Start of SOURCE DATA

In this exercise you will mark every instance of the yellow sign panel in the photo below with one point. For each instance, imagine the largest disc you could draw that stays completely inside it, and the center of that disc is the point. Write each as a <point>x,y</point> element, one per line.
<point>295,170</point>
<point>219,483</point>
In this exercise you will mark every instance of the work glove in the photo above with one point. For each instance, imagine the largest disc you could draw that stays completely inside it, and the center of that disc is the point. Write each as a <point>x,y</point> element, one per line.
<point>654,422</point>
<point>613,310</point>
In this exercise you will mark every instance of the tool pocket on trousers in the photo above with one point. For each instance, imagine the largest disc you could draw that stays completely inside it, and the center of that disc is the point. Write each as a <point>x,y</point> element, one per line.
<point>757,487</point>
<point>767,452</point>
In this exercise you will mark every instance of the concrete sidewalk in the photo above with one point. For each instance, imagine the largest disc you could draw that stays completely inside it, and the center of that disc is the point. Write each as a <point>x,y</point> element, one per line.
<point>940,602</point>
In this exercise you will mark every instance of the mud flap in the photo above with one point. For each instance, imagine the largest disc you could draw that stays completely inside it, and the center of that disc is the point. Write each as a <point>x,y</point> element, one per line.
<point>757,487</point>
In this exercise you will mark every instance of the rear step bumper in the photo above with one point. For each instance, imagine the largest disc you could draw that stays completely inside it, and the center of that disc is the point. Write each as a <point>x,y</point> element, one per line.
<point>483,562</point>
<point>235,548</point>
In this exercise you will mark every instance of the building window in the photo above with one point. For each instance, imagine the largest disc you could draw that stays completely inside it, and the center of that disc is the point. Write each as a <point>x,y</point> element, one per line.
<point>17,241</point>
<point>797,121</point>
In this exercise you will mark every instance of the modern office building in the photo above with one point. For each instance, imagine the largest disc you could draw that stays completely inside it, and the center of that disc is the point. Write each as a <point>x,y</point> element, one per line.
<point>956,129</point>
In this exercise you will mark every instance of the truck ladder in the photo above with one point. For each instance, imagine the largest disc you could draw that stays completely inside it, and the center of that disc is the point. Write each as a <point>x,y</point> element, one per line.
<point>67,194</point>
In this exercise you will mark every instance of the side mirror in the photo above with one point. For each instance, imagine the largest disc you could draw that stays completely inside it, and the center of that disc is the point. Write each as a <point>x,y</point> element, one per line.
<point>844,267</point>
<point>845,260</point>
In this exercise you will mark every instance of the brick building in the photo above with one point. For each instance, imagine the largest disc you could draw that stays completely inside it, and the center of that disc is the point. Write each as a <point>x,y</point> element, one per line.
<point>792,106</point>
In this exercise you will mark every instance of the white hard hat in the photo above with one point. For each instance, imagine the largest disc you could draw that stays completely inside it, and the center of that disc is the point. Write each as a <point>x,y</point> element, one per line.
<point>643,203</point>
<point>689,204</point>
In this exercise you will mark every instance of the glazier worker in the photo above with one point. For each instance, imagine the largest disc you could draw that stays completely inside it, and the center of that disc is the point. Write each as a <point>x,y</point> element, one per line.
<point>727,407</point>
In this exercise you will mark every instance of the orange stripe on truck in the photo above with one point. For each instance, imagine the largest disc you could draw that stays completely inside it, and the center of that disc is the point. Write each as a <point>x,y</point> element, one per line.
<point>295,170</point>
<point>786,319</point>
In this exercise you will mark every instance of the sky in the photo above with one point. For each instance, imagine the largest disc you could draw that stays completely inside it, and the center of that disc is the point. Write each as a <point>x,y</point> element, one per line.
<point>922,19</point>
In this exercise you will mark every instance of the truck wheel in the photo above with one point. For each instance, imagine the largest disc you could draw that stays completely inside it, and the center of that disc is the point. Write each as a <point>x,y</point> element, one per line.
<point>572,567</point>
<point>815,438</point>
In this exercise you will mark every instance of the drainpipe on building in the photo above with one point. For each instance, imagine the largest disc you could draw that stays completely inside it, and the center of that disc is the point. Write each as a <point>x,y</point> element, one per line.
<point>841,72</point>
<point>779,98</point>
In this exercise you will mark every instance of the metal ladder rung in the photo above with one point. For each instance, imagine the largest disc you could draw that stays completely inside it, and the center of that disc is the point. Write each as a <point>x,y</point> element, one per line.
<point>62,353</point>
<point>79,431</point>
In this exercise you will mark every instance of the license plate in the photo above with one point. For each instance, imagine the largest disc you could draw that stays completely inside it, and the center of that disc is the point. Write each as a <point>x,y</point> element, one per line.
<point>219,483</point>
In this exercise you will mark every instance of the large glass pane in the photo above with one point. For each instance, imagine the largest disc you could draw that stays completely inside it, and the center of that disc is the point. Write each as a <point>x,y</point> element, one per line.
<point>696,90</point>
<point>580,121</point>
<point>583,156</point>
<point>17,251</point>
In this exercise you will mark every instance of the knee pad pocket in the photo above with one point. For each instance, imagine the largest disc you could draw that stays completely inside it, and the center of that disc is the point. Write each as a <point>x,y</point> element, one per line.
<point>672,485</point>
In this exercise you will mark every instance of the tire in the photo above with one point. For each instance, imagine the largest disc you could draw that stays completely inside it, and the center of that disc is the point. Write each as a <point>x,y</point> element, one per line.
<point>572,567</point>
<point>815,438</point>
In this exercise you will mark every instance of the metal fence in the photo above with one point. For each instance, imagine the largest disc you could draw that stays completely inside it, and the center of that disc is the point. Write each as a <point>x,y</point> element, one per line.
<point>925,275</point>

End of SOURCE DATA

- _EXERCISE DIRECTIONS_
Where the line containing "In this exercise you will mark every instance of the license" appears, start copying, and go on exactly through the last line of the data.

- _OUTPUT BELOW_
In this exercise you will mark every instance of the license plate in the photo above with one point. For each instance, imagine the largest disc you could draw that stays completely inside it, and the center of that disc is the point. Write each as a <point>x,y</point> element, one per line.
<point>219,483</point>
In this exercise you will mark every instance of the large glass pane in the photo above with one point. For each instance, imagine the largest disc you could draw that stays completely inside it, and the center of that disc is the point. Write each as a <point>x,y</point> element, one per line.
<point>696,90</point>
<point>580,121</point>
<point>583,156</point>
<point>17,251</point>
In this exercise you will mark every instance of the knee pad pocket in the photo above with one point. For each instance, imagine the largest disc you could draw that stays completely inside it, and the center of that disc is the point. Write each as a <point>x,y</point> element, one per line.
<point>672,485</point>
In this exercise you will mark every instance of the tire in the photo above with one point. For each instance, imagine the largest disc you could draw that stays completely inside it, and the center of that disc is the point. Write each as a <point>x,y</point> element, one per line.
<point>572,567</point>
<point>815,438</point>
In this exercise you will mark every instance of the metal fence in the photo above with one point. For each instance, imagine the largest disc you could draw that stays completely inside it, and the center of that disc is the point. Write each as a <point>x,y</point> element, one per line.
<point>925,275</point>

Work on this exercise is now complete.